The records are to be repeated in full. Every line must match.
↓↓↓
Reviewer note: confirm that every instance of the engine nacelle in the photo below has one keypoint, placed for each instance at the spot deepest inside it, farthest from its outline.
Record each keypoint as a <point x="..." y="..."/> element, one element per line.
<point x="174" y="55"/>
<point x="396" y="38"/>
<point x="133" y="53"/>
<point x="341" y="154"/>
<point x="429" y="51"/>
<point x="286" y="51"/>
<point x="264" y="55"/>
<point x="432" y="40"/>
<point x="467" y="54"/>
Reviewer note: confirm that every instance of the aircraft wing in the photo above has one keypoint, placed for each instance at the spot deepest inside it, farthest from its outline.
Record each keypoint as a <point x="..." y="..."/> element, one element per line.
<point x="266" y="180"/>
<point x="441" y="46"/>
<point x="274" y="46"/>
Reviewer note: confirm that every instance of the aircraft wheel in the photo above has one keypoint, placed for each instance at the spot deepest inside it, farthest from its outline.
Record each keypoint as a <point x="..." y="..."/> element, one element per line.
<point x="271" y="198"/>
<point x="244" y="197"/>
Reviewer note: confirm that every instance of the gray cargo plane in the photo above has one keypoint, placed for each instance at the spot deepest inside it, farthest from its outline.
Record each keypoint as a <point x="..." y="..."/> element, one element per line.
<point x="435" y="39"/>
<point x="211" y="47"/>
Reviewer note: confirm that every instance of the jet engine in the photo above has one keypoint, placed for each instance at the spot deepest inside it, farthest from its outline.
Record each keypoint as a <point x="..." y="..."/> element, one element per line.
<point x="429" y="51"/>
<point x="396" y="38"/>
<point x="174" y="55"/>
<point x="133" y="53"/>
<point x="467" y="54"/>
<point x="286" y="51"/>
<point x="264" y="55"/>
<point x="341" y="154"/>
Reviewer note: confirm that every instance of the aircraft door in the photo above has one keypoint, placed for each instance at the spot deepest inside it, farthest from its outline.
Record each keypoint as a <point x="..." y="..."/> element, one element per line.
↑↑↑
▸ Solution to this problem:
Reviewer note: confirm that every instance of the engine nacelle in the photo below has one keypoint, placed for each instance at the spot deepest inside it, farthest from its outline.
Record each keypoint as a <point x="..." y="..."/> element, one element per line.
<point x="174" y="55"/>
<point x="396" y="38"/>
<point x="133" y="53"/>
<point x="341" y="154"/>
<point x="429" y="51"/>
<point x="286" y="51"/>
<point x="264" y="55"/>
<point x="432" y="40"/>
<point x="467" y="54"/>
Reviewer note: confirm that every instance of the aircraft wing in the photo above has one keypoint, placed for each instance at the spot deepest inside it, farthest from its outline.
Record each keypoint as a <point x="..." y="..."/> element, one element per line.
<point x="266" y="180"/>
<point x="441" y="46"/>
<point x="274" y="46"/>
Reviewer note: confirm that every instance of the aircraft wheel in the photo above has one keypoint, placed for each instance at the spot deepest inside it, farthest from its outline.
Record each keypoint as a <point x="..." y="..."/> element, one element per line.
<point x="271" y="198"/>
<point x="244" y="197"/>
Reviewer note: confirm that every instance of the gray cargo plane in the photo above has one keypoint, placed for each instance at the spot deepest inside it, farthest from its outline.
Record each keypoint as a <point x="..." y="..."/> element, one element per line.
<point x="435" y="39"/>
<point x="211" y="47"/>
Reviewer note: confirm that every instance of the jet engine in the photo above has one keypoint, placed for each instance at the spot deepest inside it, farthest from its outline.
Record each keypoint as a <point x="..." y="..."/> element, one element per line.
<point x="429" y="51"/>
<point x="396" y="38"/>
<point x="174" y="55"/>
<point x="133" y="53"/>
<point x="467" y="54"/>
<point x="286" y="51"/>
<point x="264" y="55"/>
<point x="341" y="154"/>
Reviewer note: confirm that every instance of the aircraft door in the photo above has one keypoint, placed for each instance at the spot deepest inside it, farthest from its outline.
Record each keypoint as a <point x="..." y="..."/> element, one element per line.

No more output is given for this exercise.